> **Text shown**
::::
As a threshold matter, it is undisputed that Saratoga was the prevailing party, and as such, is entitled to, at a minimum, costs under Federal Rule of Civil Procedure 54(d)(1). (See Dkt. No. 366, Attach. 2 at 3.) The question here is how much Saratoga can recover. TAG argues that the Clerk not only taxed impermissible or unsubstantiated costs, but also that Saratoga can only recover limited costs under section 1920. (See generally Dkt. No. 366, Attach. 2; Dkt. No. 372.) Conversely, Saratoga asserts that TAG's disparate treatment claims were frivolous, and thus, the broader scheme of attorneys' fees and costs under section 3613 controls. (See generally Dkt. No. 368; Dkt. No. 370, Attach. 10.) Although these issues were asserted in separate motions, the instant dispute hinges on the answer to the following questions: (1) were any, or all, of TAG's claims "frivolous, unreasonable, or without foundation"; and, if so, (2) is it possible to discern the fees and costs Saratoga expended on defending against only those claims. Accordingly, before determining what costs Saratoga is entitled to, the court must first resolve the issue of frivolity. A. Frivolity of TAG's Claims

Saratoga focuses its frivolity argument on TAG's disparate treatment claims, asserting that there was never "any evidence of intentional discrimination." (Dkt. No. 370, Attach. 10 at 9.) Citing, among other things, TAG's financial capabilities, Saratoga further avers that TAG should not be shielded by the higher standard for awarding fees and costs to a prevailing defendant under 42 U.S.C. § 1988. (See id. at 6-8.) In response, TAG asserts that the procedural history of this case—specifically, the fact its disparate treatment claims survived multiple dispositive motions—negates Saratoga's argument. (See Dkt. No. 372 at 6-9.) Alternatively, TAG argues that Saratoga's inability to identify the time it expended on defending against only the disparate treatment claims is fatal to its motion. (See id. at 15-17.) The court agrees with TAG.
::::
> **Data records**
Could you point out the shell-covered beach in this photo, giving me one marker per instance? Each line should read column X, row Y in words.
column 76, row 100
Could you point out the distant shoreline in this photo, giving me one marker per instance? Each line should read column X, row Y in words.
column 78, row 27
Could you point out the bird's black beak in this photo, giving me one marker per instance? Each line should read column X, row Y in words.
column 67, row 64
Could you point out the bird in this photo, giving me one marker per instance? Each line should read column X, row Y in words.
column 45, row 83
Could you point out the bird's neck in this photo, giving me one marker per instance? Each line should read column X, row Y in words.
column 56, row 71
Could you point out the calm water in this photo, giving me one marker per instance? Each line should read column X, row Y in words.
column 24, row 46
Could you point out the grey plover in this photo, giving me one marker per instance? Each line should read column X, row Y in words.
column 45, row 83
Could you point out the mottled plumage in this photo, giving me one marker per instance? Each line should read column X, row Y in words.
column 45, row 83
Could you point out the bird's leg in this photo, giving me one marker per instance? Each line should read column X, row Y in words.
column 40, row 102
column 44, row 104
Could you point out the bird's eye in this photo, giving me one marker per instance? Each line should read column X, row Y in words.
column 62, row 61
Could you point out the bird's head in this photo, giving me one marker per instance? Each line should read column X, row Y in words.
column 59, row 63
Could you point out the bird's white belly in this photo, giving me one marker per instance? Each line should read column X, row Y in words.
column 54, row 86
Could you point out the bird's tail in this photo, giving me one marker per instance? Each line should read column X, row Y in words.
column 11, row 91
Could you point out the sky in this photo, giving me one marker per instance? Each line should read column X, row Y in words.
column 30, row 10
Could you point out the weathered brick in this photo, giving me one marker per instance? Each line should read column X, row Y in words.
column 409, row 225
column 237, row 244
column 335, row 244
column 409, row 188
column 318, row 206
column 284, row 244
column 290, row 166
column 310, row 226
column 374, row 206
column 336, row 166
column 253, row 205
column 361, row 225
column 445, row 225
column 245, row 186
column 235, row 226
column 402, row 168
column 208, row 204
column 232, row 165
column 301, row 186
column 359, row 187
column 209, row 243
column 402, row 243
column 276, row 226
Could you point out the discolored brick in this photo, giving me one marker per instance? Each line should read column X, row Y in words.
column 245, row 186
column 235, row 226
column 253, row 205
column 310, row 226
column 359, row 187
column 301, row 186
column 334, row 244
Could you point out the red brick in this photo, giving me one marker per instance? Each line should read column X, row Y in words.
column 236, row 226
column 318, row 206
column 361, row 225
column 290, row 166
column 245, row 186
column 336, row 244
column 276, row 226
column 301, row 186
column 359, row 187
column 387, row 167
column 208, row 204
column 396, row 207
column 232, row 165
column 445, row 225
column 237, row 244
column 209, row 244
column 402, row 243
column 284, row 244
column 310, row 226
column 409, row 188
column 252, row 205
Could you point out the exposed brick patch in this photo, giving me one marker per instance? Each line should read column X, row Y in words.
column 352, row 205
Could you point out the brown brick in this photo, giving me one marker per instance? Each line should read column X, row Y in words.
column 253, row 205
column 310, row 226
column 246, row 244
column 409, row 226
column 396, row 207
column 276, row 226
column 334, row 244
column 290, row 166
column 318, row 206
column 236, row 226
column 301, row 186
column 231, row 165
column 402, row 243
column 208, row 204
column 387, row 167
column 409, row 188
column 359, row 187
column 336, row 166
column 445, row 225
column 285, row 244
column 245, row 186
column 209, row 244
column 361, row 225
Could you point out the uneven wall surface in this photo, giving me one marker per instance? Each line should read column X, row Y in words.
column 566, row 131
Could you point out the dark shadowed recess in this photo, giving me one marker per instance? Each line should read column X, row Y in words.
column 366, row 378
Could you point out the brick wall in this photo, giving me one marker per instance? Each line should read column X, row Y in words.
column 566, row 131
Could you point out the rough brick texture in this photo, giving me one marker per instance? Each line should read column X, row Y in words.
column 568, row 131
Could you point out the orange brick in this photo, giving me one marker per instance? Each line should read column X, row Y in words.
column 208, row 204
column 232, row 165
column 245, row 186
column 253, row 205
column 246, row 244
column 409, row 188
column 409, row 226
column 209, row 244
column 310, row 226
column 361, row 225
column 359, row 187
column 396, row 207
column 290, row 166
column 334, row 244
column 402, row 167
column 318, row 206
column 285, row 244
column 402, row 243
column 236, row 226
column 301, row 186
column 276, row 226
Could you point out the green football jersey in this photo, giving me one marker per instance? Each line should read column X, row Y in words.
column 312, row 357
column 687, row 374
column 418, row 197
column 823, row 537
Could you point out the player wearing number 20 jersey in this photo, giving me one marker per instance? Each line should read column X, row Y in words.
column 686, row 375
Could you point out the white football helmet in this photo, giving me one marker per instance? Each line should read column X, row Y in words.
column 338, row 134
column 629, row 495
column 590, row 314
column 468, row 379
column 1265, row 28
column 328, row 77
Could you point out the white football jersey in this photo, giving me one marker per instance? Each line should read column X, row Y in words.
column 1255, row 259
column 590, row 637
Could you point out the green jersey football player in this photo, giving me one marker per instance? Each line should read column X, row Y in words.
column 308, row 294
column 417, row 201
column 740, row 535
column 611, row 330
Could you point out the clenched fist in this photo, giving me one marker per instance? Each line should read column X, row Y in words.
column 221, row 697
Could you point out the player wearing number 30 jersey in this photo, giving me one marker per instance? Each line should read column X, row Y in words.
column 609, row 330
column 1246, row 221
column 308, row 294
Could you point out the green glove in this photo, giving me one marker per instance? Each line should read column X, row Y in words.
::::
> **Exercise requirements**
1) In the court opinion on costs above, transcribe the stretch from "Saratoga focuses its" through "agrees with TAG.".
2) Translate this sentence from the court opinion on costs into Spanish: "Accordingly, before determining what costs Saratoga is entitled to, the court must first resolve the issue of frivolity."

> **Task-by-task outputs**
1)
Saratoga focuses its frivolity argument on TAG's disparate treatment claims, asserting that there was never "any evidence of intentional discrimination." (Dkt. No. 370, Attach. 10 at 9.) Citing, among other things, TAG's financial capabilities, Saratoga further avers that TAG should not be shielded by the higher standard for awarding fees and costs to a prevailing defendant under 42 U.S.C. § 1988. (See id. at 6-8.) In response, TAG asserts that the procedural history of this case—specifically, the fact its disparate treatment claims survived multiple dispositive motions—negates Saratoga's argument. (See Dkt. No. 372 at 6-9.) Alternatively, TAG argues that Saratoga's inability to identify the time it expended on defending against only the disparate treatment claims is fatal to its motion. (See id. at 15-17.) The court agrees with TAG.

2) Por consiguiente, antes de determinar a qué costas tiene derecho Saratoga, el tribunal debe resolver primero la cuestión de la frivolidad.